**EXERCISE INSTRUCTIONS:** Repeat every line of the data verbatim.

DATA EXTRACT Block Start

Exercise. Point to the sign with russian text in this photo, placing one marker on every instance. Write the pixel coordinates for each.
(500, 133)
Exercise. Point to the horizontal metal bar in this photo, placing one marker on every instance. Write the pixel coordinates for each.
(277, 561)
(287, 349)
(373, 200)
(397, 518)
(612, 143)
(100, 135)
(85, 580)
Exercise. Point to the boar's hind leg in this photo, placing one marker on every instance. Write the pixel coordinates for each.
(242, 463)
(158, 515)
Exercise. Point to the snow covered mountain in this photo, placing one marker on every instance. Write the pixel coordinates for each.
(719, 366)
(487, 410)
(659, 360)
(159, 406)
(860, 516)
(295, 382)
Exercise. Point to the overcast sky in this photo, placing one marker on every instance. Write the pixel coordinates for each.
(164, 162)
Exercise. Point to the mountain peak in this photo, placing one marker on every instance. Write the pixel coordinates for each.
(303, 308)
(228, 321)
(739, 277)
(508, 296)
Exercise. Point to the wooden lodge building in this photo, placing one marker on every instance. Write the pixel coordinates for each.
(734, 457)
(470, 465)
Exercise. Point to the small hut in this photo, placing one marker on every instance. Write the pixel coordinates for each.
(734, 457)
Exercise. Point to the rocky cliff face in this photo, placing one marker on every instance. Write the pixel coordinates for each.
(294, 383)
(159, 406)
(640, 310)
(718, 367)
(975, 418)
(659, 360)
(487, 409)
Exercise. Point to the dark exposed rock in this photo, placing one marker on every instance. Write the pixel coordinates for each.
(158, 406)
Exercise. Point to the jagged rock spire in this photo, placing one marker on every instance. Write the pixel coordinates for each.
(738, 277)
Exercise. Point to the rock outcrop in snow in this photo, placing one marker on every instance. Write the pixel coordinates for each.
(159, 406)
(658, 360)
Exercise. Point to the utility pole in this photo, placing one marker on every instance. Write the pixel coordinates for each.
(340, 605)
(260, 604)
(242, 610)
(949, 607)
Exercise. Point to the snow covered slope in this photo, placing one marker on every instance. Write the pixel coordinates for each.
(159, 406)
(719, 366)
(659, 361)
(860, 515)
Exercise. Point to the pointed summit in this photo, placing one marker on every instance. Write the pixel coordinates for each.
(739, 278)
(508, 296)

DATA EXTRACT Block End

**YOUR RESPONSE:**
Exercise. Point to the sign with russian text in this photo, placing one marker on every instance. Write the pixel coordinates for each.
(500, 133)
Exercise. Point to the horizontal metal bar in this photo, placing one marker on every instance. Write the pixel coordinates for each.
(277, 561)
(287, 349)
(373, 200)
(397, 518)
(612, 143)
(100, 135)
(85, 580)
Exercise. Point to the boar's hind leg in this photo, placing one marker on every instance. Write the pixel coordinates for each.
(242, 463)
(158, 515)
Exercise. Point to the snow covered mountain in this photo, placing one marker on every instance. Write the pixel coordinates for each.
(719, 366)
(487, 410)
(659, 360)
(159, 406)
(860, 516)
(295, 382)
Exercise. Point to the overcast sky in this photo, placing one marker on every instance. Write the pixel coordinates for each.
(164, 162)
Exercise. Point to the mountain peak in this photo, placing one marker on every instance. Write the pixel coordinates for each.
(303, 308)
(228, 321)
(739, 277)
(508, 296)
Exercise. Point to the wooden lodge building in this photo, placing one marker on every instance. Write the pixel coordinates for each.
(734, 457)
(470, 465)
Exercise. Point to the small hut in this photo, placing one marker on every instance. Write the pixel coordinates for each.
(734, 457)
Exercise. Point to the rocky cliff face in this photo, placing one marker on every instance. Write the pixel coordinates for each.
(294, 383)
(159, 406)
(640, 310)
(718, 367)
(975, 418)
(659, 360)
(487, 409)
Exercise. Point to the dark exposed rock in this photo, placing one marker on every instance. Write the pixel coordinates for each.
(158, 406)
Exercise. Point to the jagged rock spire in this photo, placing one marker on every instance. Write the pixel coordinates for each.
(738, 277)
Exercise. Point to the rock outcrop in snow in this photo, placing one marker on every instance. Write the pixel coordinates for each.
(159, 406)
(658, 360)
Exercise. Point to the utility pole in this photo, placing one marker on every instance. Write the pixel coordinates for each.
(340, 605)
(260, 604)
(242, 610)
(949, 607)
Exercise. Point to the snow covered slope in this photo, placing one marker on every instance. Write the pixel coordinates for each.
(159, 406)
(719, 366)
(659, 361)
(860, 515)
Exercise. Point to the pointed summit in this photo, placing one marker on every instance. Write the pixel coordinates for each.
(739, 278)
(508, 296)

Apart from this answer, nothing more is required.